Optimal shrinkage for robust covariance matrix estimators in a small sample size setting

Participants : Sophie Achard, Karina Ashurbekova, Florence Forbes, Antoine Usseglio Carleve.

When estimating covariance matrices, traditional sample covariance-based estimators are straightforward but suffer from two main issues: 1) a lack of robustness, which occurs as soon as the samples do not come from a Gaussian distribution or are contaminated with outliers and 2) a lack of data when the number of parameters to estimate is too large compared to the number of available observations, which occurs as soon as the covariance matrix dimension is greater than the sample size. The first issue can be handled by assuming samples are drawn from a heavy-tailed distribution, at the cost of more complex derivations, while the second issue can be addressed by shrinkage with the difficulty of choosing the appropriate level of regularization. In this work [66] we offer both a tractable and optimal framework based on shrinked likelihood-based M-estimators. First, a closed-form expression is provided for a regularized covariance matrix estimator with an optimal shrinkage coefficient for any sample distribution in the elliptical family. Then, a complete inference procedure is proposed which can also handle both unknown mean and tail parameter, in contrast to most existing methods that focus on the covariance matrix parameter requiring pre-set values for the others. An illustration on synthetic and real data is provided in the case of the t-distribution with unknown mean and degrees-of-freedom parameters.

Short task A
In the covariance estimation text, which distribution illustrates the method on synthetic and real data?

Material supplied
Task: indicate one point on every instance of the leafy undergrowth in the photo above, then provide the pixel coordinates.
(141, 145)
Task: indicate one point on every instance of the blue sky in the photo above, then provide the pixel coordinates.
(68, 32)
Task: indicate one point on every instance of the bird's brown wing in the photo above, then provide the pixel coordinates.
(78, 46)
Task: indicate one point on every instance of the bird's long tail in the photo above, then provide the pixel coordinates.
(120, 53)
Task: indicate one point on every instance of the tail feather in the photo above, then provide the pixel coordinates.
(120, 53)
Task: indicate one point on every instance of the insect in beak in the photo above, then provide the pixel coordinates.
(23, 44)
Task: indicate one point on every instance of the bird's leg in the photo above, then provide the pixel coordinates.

Short task B
Rewrite every line of the records as a numbered list, dropping any blank lines.

Problem solution A
The t-distribution with unknown mean and degrees-of-freedom parameters.

Problem solution B
1. Task: indicate one point on every instance of the leafy undergrowth in the photo above, then provide the pixel coordinates.
2. (141, 145)
3. Task: indicate one point on every instance of the blue sky in the photo above, then provide the pixel coordinates.
4. (68, 32)
5. Task: indicate one point on every instance of the bird's brown wing in the photo above, then provide the pixel coordinates.
6. (78, 46)
7. Task: indicate one point on every instance of the bird's long tail in the photo above, then provide the pixel coordinates.
8. (120, 53)
9. Task: indicate one point on every instance of the tail feather in the photo above, then provide the pixel coordinates.
10. (120, 53)
11. Task: indicate one point on every instance of the insect in beak in the photo above, then provide the pixel coordinates.
12. (23, 44)
13. Task: indicate one point on every instance of the bird's leg in the photo above, then provide the pixel coordinates.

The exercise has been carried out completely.